═════ Extracted data ═════

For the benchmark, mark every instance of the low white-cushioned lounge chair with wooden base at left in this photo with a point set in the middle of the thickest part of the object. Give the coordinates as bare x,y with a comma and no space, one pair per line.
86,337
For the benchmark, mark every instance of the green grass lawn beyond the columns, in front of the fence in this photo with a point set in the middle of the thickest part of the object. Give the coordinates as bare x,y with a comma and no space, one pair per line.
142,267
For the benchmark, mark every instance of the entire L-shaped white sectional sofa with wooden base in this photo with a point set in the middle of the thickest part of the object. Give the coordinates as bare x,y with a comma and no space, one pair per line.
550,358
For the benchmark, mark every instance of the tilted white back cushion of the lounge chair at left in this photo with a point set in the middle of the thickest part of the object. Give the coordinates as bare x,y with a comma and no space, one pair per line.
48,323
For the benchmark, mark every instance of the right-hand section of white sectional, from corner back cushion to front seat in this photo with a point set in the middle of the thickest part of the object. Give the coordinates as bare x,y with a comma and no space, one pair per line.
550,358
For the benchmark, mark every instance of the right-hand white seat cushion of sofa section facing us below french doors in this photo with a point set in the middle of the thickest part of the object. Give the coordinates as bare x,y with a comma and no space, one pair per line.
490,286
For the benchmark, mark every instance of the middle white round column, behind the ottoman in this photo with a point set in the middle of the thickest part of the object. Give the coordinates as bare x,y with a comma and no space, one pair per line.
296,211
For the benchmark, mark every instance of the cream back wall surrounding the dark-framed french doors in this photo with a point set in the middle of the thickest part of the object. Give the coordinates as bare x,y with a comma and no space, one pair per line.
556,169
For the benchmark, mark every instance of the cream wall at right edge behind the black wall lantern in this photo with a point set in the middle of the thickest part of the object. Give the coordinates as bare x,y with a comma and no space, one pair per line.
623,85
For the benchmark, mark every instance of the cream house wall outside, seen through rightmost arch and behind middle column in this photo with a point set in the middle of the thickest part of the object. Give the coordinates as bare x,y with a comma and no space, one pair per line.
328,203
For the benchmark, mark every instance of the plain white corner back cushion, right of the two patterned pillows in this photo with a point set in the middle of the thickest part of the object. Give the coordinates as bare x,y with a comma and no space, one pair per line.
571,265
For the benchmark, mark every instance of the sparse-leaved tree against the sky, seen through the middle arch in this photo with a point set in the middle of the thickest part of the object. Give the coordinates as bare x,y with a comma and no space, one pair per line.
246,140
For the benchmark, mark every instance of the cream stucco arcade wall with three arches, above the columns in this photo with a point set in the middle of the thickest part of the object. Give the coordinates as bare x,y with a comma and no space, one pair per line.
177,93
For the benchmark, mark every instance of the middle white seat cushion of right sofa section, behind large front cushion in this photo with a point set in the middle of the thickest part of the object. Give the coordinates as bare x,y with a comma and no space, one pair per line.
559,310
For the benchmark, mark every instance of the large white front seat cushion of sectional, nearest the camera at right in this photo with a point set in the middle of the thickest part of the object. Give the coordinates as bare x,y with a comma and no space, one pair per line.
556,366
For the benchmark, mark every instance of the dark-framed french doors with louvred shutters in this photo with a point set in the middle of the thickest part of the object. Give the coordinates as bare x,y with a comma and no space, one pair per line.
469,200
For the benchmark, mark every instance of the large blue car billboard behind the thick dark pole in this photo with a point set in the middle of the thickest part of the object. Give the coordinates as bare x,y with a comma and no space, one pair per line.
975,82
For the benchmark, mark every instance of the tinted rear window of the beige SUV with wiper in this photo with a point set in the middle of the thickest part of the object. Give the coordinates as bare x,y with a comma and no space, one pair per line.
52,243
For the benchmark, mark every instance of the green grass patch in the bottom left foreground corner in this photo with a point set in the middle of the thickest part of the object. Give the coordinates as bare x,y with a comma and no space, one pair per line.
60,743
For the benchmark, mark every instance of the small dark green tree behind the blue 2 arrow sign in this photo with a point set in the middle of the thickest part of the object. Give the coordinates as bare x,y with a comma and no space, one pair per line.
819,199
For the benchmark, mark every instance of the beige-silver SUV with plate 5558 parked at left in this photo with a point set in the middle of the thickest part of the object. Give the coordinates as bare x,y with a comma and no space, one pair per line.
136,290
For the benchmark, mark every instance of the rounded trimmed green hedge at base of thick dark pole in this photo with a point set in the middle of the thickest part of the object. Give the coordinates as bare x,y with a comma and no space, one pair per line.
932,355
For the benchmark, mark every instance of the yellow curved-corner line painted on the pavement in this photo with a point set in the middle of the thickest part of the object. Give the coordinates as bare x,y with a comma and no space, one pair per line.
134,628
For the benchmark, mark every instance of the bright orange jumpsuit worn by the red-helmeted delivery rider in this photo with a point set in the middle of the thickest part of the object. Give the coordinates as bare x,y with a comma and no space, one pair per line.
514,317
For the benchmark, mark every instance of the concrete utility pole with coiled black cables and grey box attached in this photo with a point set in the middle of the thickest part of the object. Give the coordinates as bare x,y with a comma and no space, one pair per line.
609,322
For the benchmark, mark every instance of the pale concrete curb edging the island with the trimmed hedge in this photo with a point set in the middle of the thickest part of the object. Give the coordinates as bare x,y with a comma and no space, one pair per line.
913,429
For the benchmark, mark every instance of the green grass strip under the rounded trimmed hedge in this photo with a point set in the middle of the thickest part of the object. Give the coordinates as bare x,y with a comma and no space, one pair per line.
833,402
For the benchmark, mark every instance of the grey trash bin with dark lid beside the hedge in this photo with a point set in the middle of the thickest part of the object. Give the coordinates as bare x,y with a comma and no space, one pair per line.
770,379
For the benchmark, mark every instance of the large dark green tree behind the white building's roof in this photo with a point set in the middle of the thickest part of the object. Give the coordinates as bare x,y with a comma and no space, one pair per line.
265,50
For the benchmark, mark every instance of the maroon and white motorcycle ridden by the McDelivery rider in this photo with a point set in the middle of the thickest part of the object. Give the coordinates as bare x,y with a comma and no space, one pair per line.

═════

> [Task brief]
All the records, from start to finish, are to be repeated exactly.

> [Solved exercise]
For the benchmark, mark every instance of the low white-cushioned lounge chair with wooden base at left in this photo with a point set in the middle of the thickest part of the object. Give the coordinates as bare x,y with a comma and no space, one pair per line.
86,337
For the benchmark, mark every instance of the green grass lawn beyond the columns, in front of the fence in this photo with a point set in the middle of the thickest part of the object. Give the coordinates as bare x,y with a comma and no space, one pair per line.
142,267
For the benchmark, mark every instance of the entire L-shaped white sectional sofa with wooden base in this photo with a point set in the middle of the thickest part of the object. Give the coordinates as bare x,y with a comma and no space, one pair per line.
550,358
For the benchmark, mark every instance of the tilted white back cushion of the lounge chair at left in this photo with a point set in the middle of the thickest part of the object. Give the coordinates as bare x,y with a comma and no space, one pair per line.
48,323
For the benchmark, mark every instance of the right-hand section of white sectional, from corner back cushion to front seat in this photo with a point set in the middle of the thickest part of the object. Give the coordinates as bare x,y with a comma and no space, one pair per line.
550,358
For the benchmark, mark every instance of the right-hand white seat cushion of sofa section facing us below french doors in this photo with a point set in the middle of the thickest part of the object. Give the coordinates as bare x,y with a comma and no space, one pair per line.
490,286
For the benchmark, mark every instance of the middle white round column, behind the ottoman in this photo with a point set in the middle of the thickest part of the object. Give the coordinates as bare x,y with a comma and no space, one pair per line.
296,211
For the benchmark, mark every instance of the cream back wall surrounding the dark-framed french doors in this photo with a point set in the middle of the thickest part of the object. Give the coordinates as bare x,y with a comma and no space, one pair per line.
556,169
For the benchmark, mark every instance of the cream wall at right edge behind the black wall lantern in this photo with a point set in the middle of the thickest part of the object. Give the coordinates as bare x,y with a comma and no space, one pair per line.
623,85
For the benchmark, mark every instance of the cream house wall outside, seen through rightmost arch and behind middle column in this photo with a point set in the middle of the thickest part of the object. Give the coordinates as bare x,y with a comma and no space, one pair per line.
328,203
For the benchmark, mark every instance of the plain white corner back cushion, right of the two patterned pillows in this photo with a point set in the middle of the thickest part of the object. Give the coordinates as bare x,y with a comma and no space, one pair per line.
571,265
For the benchmark, mark every instance of the sparse-leaved tree against the sky, seen through the middle arch in this photo with a point set in the middle of the thickest part of the object. Give the coordinates as bare x,y with a comma and no space, one pair per line.
246,140
For the benchmark, mark every instance of the cream stucco arcade wall with three arches, above the columns in this photo with a point set in the middle of the thickest part of the object. Give the coordinates as bare x,y with a comma and no space, one pair per line.
177,93
For the benchmark, mark every instance of the middle white seat cushion of right sofa section, behind large front cushion in this photo with a point set in the middle of the thickest part of the object. Give the coordinates as bare x,y with a comma and no space, one pair per line.
559,310
For the benchmark, mark every instance of the large white front seat cushion of sectional, nearest the camera at right in this photo with a point set in the middle of the thickest part of the object. Give the coordinates as bare x,y with a comma and no space, one pair per line.
556,366
For the benchmark, mark every instance of the dark-framed french doors with louvred shutters in this photo with a point set in the middle of the thickest part of the object. Give the coordinates as bare x,y with a comma and no space, one pair per line.
469,200
For the benchmark, mark every instance of the large blue car billboard behind the thick dark pole in this photo with a point set in the middle of the thickest part of the object. Give the coordinates as bare x,y with a comma and no space, one pair per line.
975,82
For the benchmark, mark every instance of the tinted rear window of the beige SUV with wiper in this photo with a point set in the middle of the thickest part of the object. Give the coordinates as bare x,y with a comma and no space, one pair per line.
52,243
For the benchmark, mark every instance of the green grass patch in the bottom left foreground corner in this photo with a point set in the middle of the thickest part of the object. Give the coordinates as bare x,y with a comma and no space, one pair per line.
60,743
For the benchmark, mark every instance of the small dark green tree behind the blue 2 arrow sign in this photo with a point set in the middle of the thickest part of the object. Give the coordinates as bare x,y with a comma and no space, one pair per line.
819,199
For the benchmark, mark every instance of the beige-silver SUV with plate 5558 parked at left in this photo with a point set in the middle of the thickest part of the object. Give the coordinates as bare x,y with a comma and no space, one pair per line.
136,290
For the benchmark, mark every instance of the rounded trimmed green hedge at base of thick dark pole in this photo with a point set in the middle of the thickest part of the object. Give the coordinates as bare x,y with a comma and no space, one pair per line.
932,355
For the benchmark, mark every instance of the yellow curved-corner line painted on the pavement in this photo with a point set in the middle of the thickest part of the object. Give the coordinates as bare x,y with a comma and no space, one pair per line.
134,628
For the benchmark, mark every instance of the bright orange jumpsuit worn by the red-helmeted delivery rider in this photo with a point set in the middle of the thickest part of the object. Give the coordinates as bare x,y with a comma and no space, one pair per line.
514,317
For the benchmark, mark every instance of the concrete utility pole with coiled black cables and grey box attached in this photo with a point set in the middle of the thickest part of the object. Give the coordinates as bare x,y with a comma and no space, one pair per line.
609,322
For the benchmark, mark every instance of the pale concrete curb edging the island with the trimmed hedge in this photo with a point set in the middle of the thickest part of the object. Give the coordinates as bare x,y with a comma and no space, one pair per line.
913,429
For the benchmark, mark every instance of the green grass strip under the rounded trimmed hedge in this photo with a point set in the middle of the thickest part of the object. Give the coordinates as bare x,y with a comma and no space, one pair per line.
833,402
For the benchmark, mark every instance of the grey trash bin with dark lid beside the hedge in this photo with a point set in the middle of the thickest part of the object. Give the coordinates as bare x,y with a comma and no space, one pair per line.
770,379
For the benchmark, mark every instance of the large dark green tree behind the white building's roof in this photo with a point set in the middle of the thickest part of the object. Give the coordinates as bare x,y with a comma and no space, one pair per line.
265,50
For the benchmark, mark every instance of the maroon and white motorcycle ridden by the McDelivery rider in this photo with a point set in the middle of the thickest part of the object. Give the coordinates as bare x,y with a comma and no space, one pair per line.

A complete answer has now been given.